Problem requirements: Write out the records below word for word, starting with the line that contains "Hi there — would you mind finding the brown" and continuing through the end of the records.

Data rows:
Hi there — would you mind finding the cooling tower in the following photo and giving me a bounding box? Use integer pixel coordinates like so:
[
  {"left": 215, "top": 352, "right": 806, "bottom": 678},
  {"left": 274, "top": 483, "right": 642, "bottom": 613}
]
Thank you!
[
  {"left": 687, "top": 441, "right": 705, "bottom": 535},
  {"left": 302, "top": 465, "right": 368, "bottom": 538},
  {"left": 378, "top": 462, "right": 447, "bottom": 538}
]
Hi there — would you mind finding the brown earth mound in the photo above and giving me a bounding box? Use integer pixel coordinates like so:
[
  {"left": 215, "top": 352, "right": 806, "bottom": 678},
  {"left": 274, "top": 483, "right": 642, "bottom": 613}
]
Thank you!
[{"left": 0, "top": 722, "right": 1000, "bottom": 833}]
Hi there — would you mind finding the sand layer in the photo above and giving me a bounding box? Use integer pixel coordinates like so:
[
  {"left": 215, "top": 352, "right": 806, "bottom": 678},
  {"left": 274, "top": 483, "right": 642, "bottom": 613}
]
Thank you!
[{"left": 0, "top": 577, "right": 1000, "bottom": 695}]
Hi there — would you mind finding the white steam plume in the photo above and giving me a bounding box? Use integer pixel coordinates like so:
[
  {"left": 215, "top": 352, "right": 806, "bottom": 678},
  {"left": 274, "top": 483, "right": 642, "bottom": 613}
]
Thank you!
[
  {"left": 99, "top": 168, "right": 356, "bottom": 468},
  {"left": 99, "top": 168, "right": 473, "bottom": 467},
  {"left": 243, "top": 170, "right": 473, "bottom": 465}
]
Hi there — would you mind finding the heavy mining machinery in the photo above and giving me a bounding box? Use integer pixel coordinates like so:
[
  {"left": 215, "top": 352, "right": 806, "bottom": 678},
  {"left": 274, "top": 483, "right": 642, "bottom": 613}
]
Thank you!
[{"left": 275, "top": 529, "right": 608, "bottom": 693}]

Expected output:
Hi there — would you mind finding the brown earth mound in the photo above and giving me a bounding box? Use integer pixel coordinates like so:
[
  {"left": 215, "top": 352, "right": 806, "bottom": 678},
  {"left": 274, "top": 483, "right": 642, "bottom": 613}
]
Thank you!
[{"left": 0, "top": 722, "right": 1000, "bottom": 833}]
Hi there — would you mind finding the sand layer in the photo above and giving me a bounding box? Use integer pixel coordinates like so:
[
  {"left": 215, "top": 352, "right": 806, "bottom": 678},
  {"left": 274, "top": 483, "right": 642, "bottom": 613}
]
Thank you!
[{"left": 0, "top": 577, "right": 1000, "bottom": 695}]
Hi there — would you mind finding the white steam plume in the photo above and giving me a bounding box? Use integer pixel coordinates like so:
[
  {"left": 215, "top": 352, "right": 806, "bottom": 678},
  {"left": 274, "top": 483, "right": 642, "bottom": 613}
]
Thank you!
[
  {"left": 99, "top": 168, "right": 356, "bottom": 468},
  {"left": 99, "top": 168, "right": 473, "bottom": 467},
  {"left": 243, "top": 170, "right": 473, "bottom": 465}
]
Hi there — would you mind finding the heavy mining machinery in the photo above and giving me a bounding box? Use integer pixel coordinates like so:
[
  {"left": 215, "top": 352, "right": 806, "bottom": 678},
  {"left": 274, "top": 483, "right": 642, "bottom": 613}
]
Thank you!
[{"left": 275, "top": 529, "right": 608, "bottom": 693}]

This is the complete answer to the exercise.